§ Text segment
=== Section Start ===
Scientific enquiries, aided by digital technologies, were interpreting the data recorded in controlled experimental situations by looking at what they observed from the outside in, while I, looking only for inklings of an answer, plunged into the source itself (my body), relying on drawings (a tool, a medium) to track the paths the energy took within me. 

Still from Emilija Škarnulytė’s Circular Time: For Aleksandra Kasuba 2021

© Emilija Škarnulytė. Courtesy the artist

Škarnulytė cites Kasuba’s propositional buildings as a way to begin a dialogue with them. In Škarnulytė’s hands the tether of time is cut and these structures begin to twist and float in space, their insides and outsides morphing into one another. As time stretches, the dwellings draw nearer – as though we might gently touch them with our hands, tracing their sleek edges with our fingers. Perhaps this relates to what Kasuba meant when she described how she would ‘track the paths’ of energy by first trailing its circuits within her own body. 

The Shell Dwellers, now animate, become beacons. They accelerate across infinite horizons, they traverse dry creek beds, they crest along the steam of ancient volcanoes and they hover above the parched earth. These layers of time and space, like a collage, recall Kasuba’s habitual practice, particularly late in life, of cutting up pictures and placing image upon image. In doing so, she opened up infinite relations, ones that Škarnulytė’s Circular Time continues to expand.

Kasuba was drawn to the high desert of New Mexico for its open spaces. It was here that she felt she could realise some of the dwellings imagined in the Shell Dwellers collages. No longer propositions, they became places to inhabit, ideas materialised in tandem with the land. Near the middle of Circular Time there’s a rupture, and for a moment we are brought down to earth. We see a car travelling along a paved road with lush green pines on either side. When it reaches the top of a hill, there is a white pole in the distance and the faint outline of a road on the left. The car turns down the drive and forms emerge: buildings, these ones planted firmly on the soil. As it approaches them, the camera lingers on the ratcheted aluminium cladding of the buildings’ roof lines, admiring curves that are punctuated at moments with cut-out hands. It is as though the building has sprouted fingers that are reaching towards the sky. As the lens moves to the outer walls, we see cracks in the stucco like parched earth. This place was Kasuba’s home and studio. Yet these pod-like buildings, like her hypothetical structures, are also shells, which sit on the rocks like clusters of barnacles.
=== Section End ===
§ Assigned task 1
Decide whether each statement agrees with the passage on Aleksandra Kasuba and Circular Time. For each, answer yes or no and quote the words that settle it.
(a) Kasuba was drawn to the high desert of New Mexico for its open spaces.
(b) In Circular Time, a car travels along a dirt road lined with cacti.
(c) Late in life, Kasuba habitually cut up pictures and placed image upon image.
§ Assigned task 2
From the passage on Kasuba and Circular Time, reproduce word for word the part starting with "Škarnulytė cites Kasuba’s" and going on through "her own body.".
Rely only on the text above for your answers.

§ Information given
=== Section Start ===
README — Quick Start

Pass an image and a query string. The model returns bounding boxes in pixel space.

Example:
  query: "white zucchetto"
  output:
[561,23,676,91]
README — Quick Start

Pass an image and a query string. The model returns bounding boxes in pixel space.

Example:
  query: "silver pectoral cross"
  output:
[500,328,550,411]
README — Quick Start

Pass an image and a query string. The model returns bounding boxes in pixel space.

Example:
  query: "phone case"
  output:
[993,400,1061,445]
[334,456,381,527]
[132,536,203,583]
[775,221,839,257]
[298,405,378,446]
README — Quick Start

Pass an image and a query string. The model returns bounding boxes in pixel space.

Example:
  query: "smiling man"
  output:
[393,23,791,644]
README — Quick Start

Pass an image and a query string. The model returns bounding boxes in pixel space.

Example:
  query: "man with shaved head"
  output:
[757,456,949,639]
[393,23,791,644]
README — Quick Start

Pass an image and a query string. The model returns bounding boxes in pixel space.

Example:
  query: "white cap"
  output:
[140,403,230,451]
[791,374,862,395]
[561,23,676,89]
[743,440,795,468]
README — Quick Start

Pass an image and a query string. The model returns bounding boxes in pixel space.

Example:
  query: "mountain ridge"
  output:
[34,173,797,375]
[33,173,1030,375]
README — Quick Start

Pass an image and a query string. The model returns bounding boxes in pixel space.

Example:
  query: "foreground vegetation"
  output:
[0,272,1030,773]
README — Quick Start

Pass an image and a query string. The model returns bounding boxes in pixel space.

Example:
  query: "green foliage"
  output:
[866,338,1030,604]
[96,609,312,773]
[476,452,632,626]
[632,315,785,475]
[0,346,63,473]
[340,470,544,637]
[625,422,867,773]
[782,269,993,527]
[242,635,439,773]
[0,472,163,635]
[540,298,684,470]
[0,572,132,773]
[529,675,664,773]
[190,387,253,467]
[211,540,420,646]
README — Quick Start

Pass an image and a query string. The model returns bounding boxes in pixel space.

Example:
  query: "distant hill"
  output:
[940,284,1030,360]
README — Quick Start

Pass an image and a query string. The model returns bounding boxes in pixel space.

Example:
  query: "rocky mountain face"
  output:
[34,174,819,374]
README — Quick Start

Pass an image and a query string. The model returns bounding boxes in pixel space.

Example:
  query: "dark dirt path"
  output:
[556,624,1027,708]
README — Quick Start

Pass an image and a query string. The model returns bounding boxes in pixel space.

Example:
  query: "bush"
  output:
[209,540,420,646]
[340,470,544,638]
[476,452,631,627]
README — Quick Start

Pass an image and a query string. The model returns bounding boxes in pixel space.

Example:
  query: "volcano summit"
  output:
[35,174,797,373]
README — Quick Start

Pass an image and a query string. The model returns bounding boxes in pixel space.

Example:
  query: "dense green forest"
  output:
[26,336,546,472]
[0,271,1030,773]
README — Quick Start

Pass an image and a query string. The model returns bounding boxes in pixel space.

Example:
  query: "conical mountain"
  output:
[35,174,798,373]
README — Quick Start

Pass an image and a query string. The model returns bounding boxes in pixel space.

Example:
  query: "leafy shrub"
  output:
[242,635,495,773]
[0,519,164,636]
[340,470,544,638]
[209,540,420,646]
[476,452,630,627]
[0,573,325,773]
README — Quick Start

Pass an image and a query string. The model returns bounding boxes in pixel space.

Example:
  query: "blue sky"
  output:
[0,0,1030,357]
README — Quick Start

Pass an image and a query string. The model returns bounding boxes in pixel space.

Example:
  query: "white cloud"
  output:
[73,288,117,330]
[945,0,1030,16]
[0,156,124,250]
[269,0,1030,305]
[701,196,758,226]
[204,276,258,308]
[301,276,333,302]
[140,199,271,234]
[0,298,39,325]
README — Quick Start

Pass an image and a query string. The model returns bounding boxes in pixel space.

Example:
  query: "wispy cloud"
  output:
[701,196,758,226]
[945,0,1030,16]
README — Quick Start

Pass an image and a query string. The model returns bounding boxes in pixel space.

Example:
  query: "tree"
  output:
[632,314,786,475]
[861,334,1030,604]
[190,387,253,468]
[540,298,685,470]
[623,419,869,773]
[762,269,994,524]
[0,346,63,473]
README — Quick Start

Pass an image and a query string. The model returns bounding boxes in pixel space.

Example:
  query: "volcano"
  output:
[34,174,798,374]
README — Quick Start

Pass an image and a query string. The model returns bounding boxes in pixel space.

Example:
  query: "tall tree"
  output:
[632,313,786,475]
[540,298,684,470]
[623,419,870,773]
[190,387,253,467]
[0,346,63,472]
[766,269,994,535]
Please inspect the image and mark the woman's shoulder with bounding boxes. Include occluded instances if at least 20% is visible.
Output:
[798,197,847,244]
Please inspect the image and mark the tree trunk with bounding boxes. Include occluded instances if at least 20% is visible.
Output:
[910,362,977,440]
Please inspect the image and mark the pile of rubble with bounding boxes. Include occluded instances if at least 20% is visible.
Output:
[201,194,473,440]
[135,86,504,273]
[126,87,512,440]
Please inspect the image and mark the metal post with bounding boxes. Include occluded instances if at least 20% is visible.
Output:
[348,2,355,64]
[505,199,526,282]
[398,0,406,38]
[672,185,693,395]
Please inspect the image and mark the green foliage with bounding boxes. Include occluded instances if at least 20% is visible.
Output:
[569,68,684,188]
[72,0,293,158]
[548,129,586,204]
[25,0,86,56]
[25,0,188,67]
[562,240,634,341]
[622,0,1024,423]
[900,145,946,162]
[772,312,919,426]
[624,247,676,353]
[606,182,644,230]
=== Section End ===
§ Task result 1
(a) Yes: "Kasuba was drawn to the high desert of New Mexico for its open spaces."
(b) No: "We see a car travelling along a paved road with lush green pines on either side."
(c) Yes: "Kasuba’s habitual practice, particularly late in life, of cutting up pictures and placing image upon image"

§ Task result 2
Škarnulytė cites Kasuba’s propositional buildings as a way to begin a dialogue with them. In Škarnulytė’s hands the tether of time is cut and these structures begin to twist and float in space, their insides and outsides morphing into one another. As time stretches, the dwellings draw nearer – as though we might gently touch them with our hands, tracing their sleek edges with our fingers. Perhaps this relates to what Kasuba meant when she described how she would ‘track the paths’ of energy by first trailing its circuits within her own body.